Directive
Write the next part of the commentary on Charlie Gasparino's complaints about Obama's economic team, picking up after its last sentence.

Document excerpt
-------------------------

In a week full of mindboggling gobsmackery, Gasparino manages to set himself apart. For example, Gasparino also complains that Obama isn't consulting Paul Volcker, the former Fed chairman. But Volcker has been counseling a more aggressive approach to fixing the banking system than Summers or Geithner, one that would presumably outrage Wall Street even further. In fact, the early buzz in reporting on the Obama White House is that Larry Summers had cut Volcker out of the loop. Choose one or the other, Charlie, but don't pretend that Obama is ignoring both, because it just makes you look silly.

Then there's this:

It's almost the opposite approach, the Wall Street crowd complains, from the last Democratic president, Bill Clinton, whose main first-term achievement -- deficit reduction -- was crafted by his chief economic adviser, Robert Rubin.

Like Obama, Clinton and Rubin promised to raise taxes on the "rich," and they did. But Clinton didn't raise taxes to embark on a wild-eyed redistribution of wealth and massive programs.

-------------------------

Data listing

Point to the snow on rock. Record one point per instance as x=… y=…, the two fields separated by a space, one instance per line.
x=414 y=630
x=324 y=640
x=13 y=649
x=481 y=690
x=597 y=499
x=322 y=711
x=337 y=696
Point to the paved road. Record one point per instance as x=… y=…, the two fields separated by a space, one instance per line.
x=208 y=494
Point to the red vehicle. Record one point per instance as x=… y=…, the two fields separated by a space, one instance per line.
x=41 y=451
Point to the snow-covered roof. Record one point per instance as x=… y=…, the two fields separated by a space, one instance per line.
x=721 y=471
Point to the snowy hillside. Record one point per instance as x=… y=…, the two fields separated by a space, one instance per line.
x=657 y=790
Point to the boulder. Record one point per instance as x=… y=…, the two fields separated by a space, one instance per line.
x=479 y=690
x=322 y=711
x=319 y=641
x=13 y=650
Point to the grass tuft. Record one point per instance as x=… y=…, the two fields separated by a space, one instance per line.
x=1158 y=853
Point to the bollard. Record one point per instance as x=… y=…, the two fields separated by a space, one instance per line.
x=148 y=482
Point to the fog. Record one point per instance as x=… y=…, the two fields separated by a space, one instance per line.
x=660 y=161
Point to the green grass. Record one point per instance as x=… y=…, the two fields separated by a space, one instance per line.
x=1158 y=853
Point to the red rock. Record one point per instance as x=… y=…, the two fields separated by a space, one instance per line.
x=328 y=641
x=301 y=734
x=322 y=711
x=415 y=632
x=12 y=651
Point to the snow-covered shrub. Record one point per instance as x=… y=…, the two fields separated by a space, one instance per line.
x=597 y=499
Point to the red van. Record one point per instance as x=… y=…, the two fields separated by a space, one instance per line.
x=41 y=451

-------------------------

In response
Perhaps Gasparino missed this, but when Obama took office the economy was in drastic freefall. Deficit reduction would have been an extraordinarily stupid move at that point -- dare we say, a Herbert Hooverish move? And of course Clinton did intend to reform health care, and did want the United States to ratify the Kyoto Protocol. But he failed. As for Rubin? He he went on to a senior position at Citigroup, where his tenure did not end up enhancing his reputation.

But perhaps most amazing: By any objective stance, Wall Street should be delighted at what Obama has managed to achieve. When Obama took office, GDP was contracting at a 6.4 percent annualized rate. That shrank to a 0.7 percent rate in the second quarter. The Dow Jones Industrial Average just registered its best quarter in 11 years, rising 15 percent. That may not mean a whole lot to the average American facing unemployment and a home foreclosure, but it's absolutely terrific news for Wall Street executives, banks, and hedge funds. If that isn't "restoring order to the economy as a whole" what exactly would Gasparino prefer?

And then there's "wild-eyed?" WILD-EYED?! Has Gasparino ever watched an Obama speech or press conference? Obama's a lot of things, but wild-eyed is not one of them. Gasparino may not like Obama's agenda, but tackling healthcare and climate change is hardly the stuff of madness. You want examples of wild eyes, you have to look at the other side of the political aisle. Over here, in the reality-based community, we'd appreciated if Obama started rolling his eyes just a little bit more.


By Andrew Leonard

Andrew Leonard is a staff writer at Salon. On Twitter, @koxinga21.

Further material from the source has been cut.